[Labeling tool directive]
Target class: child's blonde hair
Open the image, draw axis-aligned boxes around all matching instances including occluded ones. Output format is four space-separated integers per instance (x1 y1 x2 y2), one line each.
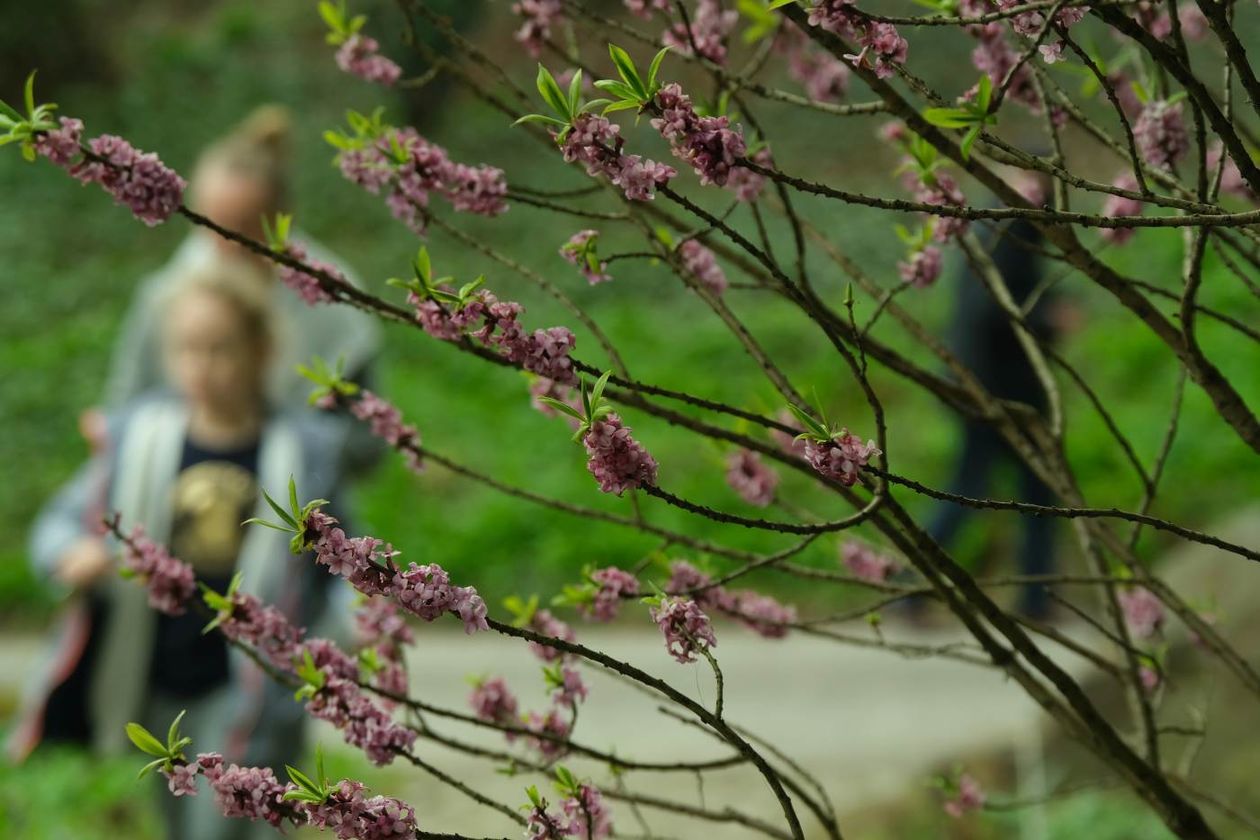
194 105 292 215
160 257 275 351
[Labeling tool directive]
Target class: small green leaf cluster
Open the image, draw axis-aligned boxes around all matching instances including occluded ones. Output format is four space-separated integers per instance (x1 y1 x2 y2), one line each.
924 74 998 160
538 370 612 441
0 72 57 161
282 747 333 805
126 710 193 778
244 476 329 554
297 356 359 406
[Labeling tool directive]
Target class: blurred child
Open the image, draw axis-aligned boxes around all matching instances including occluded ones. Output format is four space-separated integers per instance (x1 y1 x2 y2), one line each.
15 258 350 840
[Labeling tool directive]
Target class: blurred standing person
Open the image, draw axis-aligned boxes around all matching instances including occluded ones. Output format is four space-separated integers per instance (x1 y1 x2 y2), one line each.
10 261 349 840
927 206 1061 620
89 106 382 475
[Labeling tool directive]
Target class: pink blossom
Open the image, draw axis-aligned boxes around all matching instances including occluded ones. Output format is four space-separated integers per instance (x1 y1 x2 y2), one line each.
336 35 402 87
944 773 984 820
559 229 612 286
582 414 656 496
561 785 612 840
469 676 518 727
726 591 796 639
678 239 727 295
1116 587 1164 640
1133 99 1189 169
649 597 717 665
122 525 197 616
651 83 747 186
512 0 563 58
897 246 941 288
559 112 678 201
1103 173 1145 246
72 132 188 227
660 0 740 64
578 565 639 621
805 429 879 487
726 450 779 508
840 540 898 583
35 117 83 169
280 242 348 306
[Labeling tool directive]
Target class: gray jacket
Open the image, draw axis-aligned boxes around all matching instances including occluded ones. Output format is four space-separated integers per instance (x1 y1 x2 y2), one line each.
30 395 350 752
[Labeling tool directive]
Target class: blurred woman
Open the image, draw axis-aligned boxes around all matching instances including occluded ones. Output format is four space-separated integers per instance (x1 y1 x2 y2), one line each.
13 263 345 840
91 106 381 474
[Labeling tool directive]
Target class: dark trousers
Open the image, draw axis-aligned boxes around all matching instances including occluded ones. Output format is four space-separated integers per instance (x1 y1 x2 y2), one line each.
927 421 1055 618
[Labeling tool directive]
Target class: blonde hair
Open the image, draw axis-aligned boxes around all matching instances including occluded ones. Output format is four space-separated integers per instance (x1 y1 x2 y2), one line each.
194 105 292 214
159 256 275 350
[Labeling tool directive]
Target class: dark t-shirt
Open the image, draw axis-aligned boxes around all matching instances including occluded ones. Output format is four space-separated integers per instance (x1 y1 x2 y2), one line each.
149 440 258 696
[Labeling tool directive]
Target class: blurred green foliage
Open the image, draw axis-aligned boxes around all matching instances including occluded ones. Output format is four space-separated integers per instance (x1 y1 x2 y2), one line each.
0 0 1260 627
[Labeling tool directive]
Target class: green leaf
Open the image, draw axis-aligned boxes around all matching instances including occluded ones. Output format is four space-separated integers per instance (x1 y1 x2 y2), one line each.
609 44 648 99
537 64 570 117
262 490 297 530
648 47 669 94
604 99 643 113
126 722 169 759
924 108 975 128
568 69 582 113
21 71 39 120
958 123 984 160
512 113 568 126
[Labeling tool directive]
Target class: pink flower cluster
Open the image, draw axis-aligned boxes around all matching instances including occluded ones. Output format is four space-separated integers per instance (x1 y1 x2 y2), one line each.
1116 587 1164 640
122 525 197 616
336 35 402 87
905 170 970 242
651 82 747 186
897 246 941 288
561 113 678 201
407 290 577 384
580 565 639 621
649 596 717 665
805 429 879 487
559 229 612 286
161 753 416 840
512 0 563 58
280 242 348 306
1103 173 1145 246
840 540 900 583
350 390 425 472
944 773 984 820
678 239 727 295
726 450 779 508
1133 99 1189 169
660 0 740 64
54 130 188 227
775 26 852 102
561 785 612 840
809 0 910 79
302 510 489 633
336 126 508 236
665 560 796 639
582 414 656 496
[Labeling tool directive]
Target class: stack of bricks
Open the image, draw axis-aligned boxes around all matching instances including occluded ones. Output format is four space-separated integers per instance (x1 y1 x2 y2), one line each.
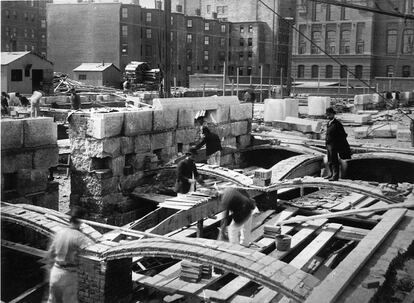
1 118 59 210
69 97 252 225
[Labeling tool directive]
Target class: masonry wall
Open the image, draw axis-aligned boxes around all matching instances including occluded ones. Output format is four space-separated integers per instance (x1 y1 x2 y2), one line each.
1 118 59 210
69 97 252 225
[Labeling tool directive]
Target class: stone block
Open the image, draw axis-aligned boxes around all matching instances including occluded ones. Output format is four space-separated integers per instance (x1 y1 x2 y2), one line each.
153 108 178 131
1 152 33 174
16 169 49 195
121 137 135 155
209 105 230 124
397 128 411 142
175 128 197 144
33 145 59 168
123 110 154 137
151 132 175 150
231 121 248 136
23 117 57 147
86 112 124 139
134 135 151 153
85 137 121 158
177 108 195 128
109 156 125 176
1 119 24 150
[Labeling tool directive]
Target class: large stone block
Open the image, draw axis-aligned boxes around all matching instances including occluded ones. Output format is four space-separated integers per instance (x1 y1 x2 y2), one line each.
86 112 124 139
231 121 248 136
153 108 178 131
134 135 151 154
1 152 33 174
23 117 57 147
151 132 174 150
177 108 195 128
124 110 154 137
33 145 59 168
16 169 49 195
1 119 23 150
230 103 253 121
175 128 197 144
85 137 121 158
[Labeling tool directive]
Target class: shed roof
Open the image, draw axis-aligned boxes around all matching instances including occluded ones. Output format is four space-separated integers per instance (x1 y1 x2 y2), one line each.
73 62 119 72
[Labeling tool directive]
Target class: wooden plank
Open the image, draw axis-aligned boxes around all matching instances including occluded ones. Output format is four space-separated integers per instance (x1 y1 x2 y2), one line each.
305 209 407 303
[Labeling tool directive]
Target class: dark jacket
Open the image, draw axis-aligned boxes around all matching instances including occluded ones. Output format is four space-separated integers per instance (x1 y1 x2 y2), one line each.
195 133 223 157
325 119 351 159
221 187 256 224
174 158 198 194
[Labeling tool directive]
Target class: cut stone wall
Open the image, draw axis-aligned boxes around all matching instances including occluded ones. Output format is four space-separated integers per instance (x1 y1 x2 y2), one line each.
1 117 59 209
69 97 252 225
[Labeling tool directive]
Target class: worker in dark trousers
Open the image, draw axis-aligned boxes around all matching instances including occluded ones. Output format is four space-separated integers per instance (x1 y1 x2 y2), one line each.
325 107 351 181
195 126 223 166
174 148 204 196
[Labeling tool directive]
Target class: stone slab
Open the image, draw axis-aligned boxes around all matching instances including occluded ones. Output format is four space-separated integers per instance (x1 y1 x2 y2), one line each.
123 110 154 137
1 119 23 150
23 117 57 147
86 112 124 139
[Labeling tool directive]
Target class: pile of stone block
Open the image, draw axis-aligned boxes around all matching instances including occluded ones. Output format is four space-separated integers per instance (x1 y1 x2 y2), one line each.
1 118 59 209
69 97 252 225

------------------------------------------------------------

Work to complete — Copy the lines from the first one through the line holding "297 356 359 406", inclusive, requests and all, and adjust every bounding-box coordinate in the answers by -131. Leave the pictures out.

Expected answer —
[Labeling tool directive]
Target class: child's blonde hair
Open the image, draw axis-aligned boxes around all matching instances including occluded ones. Output format is four space-separated integers per instance (x1 y1 x2 y2), one line each.
63 -26 161 84
29 126 144 220
[Labeling tool directive]
Target class: small green leaf cluster
Open the image, draw axis-aligned boxes around all matching instances including occluded ones. Output format is four space-separated integers per instance (x1 y1 x2 y2), one line each.
793 -57 867 29
407 239 481 310
-131 -59 -74 30
151 616 202 674
-5 579 62 647
113 345 198 423
166 225 228 275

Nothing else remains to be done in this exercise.